(Labeled region records)

────────────────

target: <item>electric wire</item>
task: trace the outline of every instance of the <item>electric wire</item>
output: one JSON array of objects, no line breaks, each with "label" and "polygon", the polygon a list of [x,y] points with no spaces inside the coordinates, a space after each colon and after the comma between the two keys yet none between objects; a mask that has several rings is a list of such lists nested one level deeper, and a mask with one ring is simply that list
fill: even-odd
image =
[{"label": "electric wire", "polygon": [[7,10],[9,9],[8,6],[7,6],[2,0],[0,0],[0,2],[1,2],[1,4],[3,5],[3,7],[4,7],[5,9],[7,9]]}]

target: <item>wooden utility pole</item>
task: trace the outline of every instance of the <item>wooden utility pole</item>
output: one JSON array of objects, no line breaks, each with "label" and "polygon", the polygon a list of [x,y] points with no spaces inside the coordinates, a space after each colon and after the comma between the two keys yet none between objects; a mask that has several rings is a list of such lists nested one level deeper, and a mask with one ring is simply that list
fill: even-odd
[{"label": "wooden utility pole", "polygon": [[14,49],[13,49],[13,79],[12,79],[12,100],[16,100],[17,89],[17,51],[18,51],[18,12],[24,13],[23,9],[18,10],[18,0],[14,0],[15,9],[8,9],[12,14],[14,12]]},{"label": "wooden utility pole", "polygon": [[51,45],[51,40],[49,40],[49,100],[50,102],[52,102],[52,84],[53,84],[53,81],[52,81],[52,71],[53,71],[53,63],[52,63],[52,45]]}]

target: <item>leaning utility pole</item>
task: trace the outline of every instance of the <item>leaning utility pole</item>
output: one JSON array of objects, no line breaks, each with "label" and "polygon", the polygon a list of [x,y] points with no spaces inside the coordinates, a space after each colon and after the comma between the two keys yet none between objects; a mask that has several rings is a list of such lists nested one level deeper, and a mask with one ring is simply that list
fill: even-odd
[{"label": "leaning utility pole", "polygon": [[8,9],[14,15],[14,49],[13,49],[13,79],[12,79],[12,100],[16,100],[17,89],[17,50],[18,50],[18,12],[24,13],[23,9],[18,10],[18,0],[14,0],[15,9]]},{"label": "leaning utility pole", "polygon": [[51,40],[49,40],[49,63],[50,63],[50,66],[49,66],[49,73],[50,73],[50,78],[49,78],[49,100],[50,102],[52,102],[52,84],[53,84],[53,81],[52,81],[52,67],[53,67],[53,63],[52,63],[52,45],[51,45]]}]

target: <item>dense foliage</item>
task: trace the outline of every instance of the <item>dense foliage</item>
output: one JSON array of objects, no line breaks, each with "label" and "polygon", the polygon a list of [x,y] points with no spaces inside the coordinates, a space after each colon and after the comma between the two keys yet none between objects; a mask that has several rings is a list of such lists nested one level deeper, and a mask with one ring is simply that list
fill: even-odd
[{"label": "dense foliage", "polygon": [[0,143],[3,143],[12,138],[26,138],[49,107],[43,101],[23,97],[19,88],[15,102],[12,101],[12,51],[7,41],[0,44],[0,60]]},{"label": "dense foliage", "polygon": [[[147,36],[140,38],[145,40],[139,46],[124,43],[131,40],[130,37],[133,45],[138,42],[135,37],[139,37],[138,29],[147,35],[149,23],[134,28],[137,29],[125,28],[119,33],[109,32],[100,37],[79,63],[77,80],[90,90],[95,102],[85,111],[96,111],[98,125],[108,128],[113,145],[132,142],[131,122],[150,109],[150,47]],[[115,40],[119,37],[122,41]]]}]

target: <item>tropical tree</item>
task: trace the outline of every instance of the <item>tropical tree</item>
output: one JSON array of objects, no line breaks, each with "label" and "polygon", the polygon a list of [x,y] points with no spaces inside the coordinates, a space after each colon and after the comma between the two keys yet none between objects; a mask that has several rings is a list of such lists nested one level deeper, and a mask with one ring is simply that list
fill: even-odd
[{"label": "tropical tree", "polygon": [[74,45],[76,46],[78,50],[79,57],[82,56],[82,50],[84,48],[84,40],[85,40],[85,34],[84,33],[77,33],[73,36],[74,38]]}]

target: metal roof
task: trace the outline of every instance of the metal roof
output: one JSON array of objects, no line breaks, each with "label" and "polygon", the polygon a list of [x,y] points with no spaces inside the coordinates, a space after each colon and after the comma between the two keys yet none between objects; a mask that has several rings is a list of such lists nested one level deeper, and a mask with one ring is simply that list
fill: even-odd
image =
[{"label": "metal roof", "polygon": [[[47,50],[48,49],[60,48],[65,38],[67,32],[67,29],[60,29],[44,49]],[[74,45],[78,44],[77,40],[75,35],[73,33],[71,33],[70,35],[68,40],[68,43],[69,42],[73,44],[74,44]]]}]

────────────────

Task requirements => Copy everything from the line containing "target: <item>tropical tree</item>" down to the line containing "task: trace the outline of every instance of the <item>tropical", swapping "tropical tree" for "palm tree" and leaving all else as it stands.

Solution =>
target: <item>palm tree</item>
task: trace the outline of every instance of the <item>palm tree</item>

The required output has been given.